▸ Text section:
As long as the Shares are held by the Trustee in favor of the Grantee, all rights possessed by the Grantee over the Shares are personal, and may not be transferred, assigned, pledged or mortgaged, other than by will or laws of descent and distribution.
 
 
 
15.3.
The provisions of this Section 15 shall apply to the Grantee and to any purchaser, assignee or transferee of any Shares.
 
16.
CONDITIONS UPON ISSUANCE OF SHARES .
 
 
16.1.
Legal Compliance .  Shares shall not be issued pursuant to the exercise of an Award, unless the exercise of such Award and the issuance and delivery of such Shares shall comply with Applicable Laws as determined by counsel to the Company. The inability of the Company to obtain authority from any regulatory body having jurisdiction, which authority is deemed by the Company’s counsel to be necessary to the lawful issuance and sale of any Shares hereunder, and the inability to issue Shares hereunder due to non-compliance with any Company policies with respect to the sale of Shares, shall relieve the Company of any liability in respect of the failure to issue or sell such Shares as to which such requisite authority or compliance shall not have been obtained or achieved. Shares issued pursuant to an Awards shall be subject to the Articles of Association of the Company, any shareholders agreement applicable to all or substantially all of the Company's holders of Shares (regardless of whether or not the Grantee is party to such shareholders agreement) and any other governing documents of the Company, including all policies, manuals and internal regulations adopted by the Company from time to time, as may be amended from time to time, including, without limitation, any provisions included therein concerning restrictions or limitations on transferability of Shares (such as, but not limited to, right of first refusal and lock up/market stand-off) or grant of any rights with respect thereto and any provisions concerning restrictions on the use of inside information and other provisions deemed by the Company to be appropriate in order to ensure compliance with Applicable Laws, statutes and regulations.

▸ The data:
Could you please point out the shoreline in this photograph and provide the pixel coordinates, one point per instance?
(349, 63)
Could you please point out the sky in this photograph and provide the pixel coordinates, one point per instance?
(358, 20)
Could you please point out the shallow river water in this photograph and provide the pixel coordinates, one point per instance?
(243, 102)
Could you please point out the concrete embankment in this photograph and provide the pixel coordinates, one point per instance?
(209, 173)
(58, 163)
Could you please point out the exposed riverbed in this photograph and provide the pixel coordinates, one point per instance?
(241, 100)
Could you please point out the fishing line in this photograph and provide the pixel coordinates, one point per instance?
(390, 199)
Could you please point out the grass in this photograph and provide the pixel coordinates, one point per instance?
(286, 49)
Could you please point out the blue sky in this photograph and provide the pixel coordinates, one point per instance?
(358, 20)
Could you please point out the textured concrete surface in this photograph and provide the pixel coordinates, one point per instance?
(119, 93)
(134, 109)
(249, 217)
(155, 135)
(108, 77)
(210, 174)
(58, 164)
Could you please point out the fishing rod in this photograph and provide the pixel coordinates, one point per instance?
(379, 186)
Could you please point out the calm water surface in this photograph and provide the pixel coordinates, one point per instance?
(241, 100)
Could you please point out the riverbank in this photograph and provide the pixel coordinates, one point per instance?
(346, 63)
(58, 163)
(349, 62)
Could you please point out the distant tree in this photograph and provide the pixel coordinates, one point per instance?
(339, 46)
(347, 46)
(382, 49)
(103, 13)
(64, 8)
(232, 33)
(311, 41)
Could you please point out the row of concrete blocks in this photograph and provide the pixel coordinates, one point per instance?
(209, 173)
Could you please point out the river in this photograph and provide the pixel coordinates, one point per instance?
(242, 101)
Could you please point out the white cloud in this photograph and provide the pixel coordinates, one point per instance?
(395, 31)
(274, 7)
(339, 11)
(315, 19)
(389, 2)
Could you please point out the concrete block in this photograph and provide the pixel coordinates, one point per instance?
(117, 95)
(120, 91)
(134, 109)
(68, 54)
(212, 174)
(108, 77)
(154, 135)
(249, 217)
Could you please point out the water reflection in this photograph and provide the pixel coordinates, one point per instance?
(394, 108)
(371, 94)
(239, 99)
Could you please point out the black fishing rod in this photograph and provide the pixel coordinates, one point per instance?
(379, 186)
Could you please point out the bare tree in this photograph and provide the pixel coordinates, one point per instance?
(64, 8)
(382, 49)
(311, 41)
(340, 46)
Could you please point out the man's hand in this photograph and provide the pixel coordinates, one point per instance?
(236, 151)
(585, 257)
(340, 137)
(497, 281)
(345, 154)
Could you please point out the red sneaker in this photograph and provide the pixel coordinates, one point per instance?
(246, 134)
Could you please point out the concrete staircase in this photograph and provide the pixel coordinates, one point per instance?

▸ Task A: Render this sentence from the text on share award terms in Spanish: "The provisions of this Section 15 shall apply to the Grantee and to any purchaser, assignee or transferee of any Shares."
▸ Task B: In the entries, reproduce the lines from the one holding "Could you please point out the red" through the end of the entries, inclusive, with "sneaker" changed to "shoe" and nothing else altered.

▸ Task response A: Las disposiciones de esta Sección 15 se aplicarán al Beneficiario y a cualquier comprador, cesionario o adquirente de cualesquiera Acciones.

▸ Task response B:
Could you please point out the red shoe in this photograph and provide the pixel coordinates, one point per instance?
(246, 134)
Could you please point out the concrete staircase in this photograph and provide the pixel coordinates, one point per instance?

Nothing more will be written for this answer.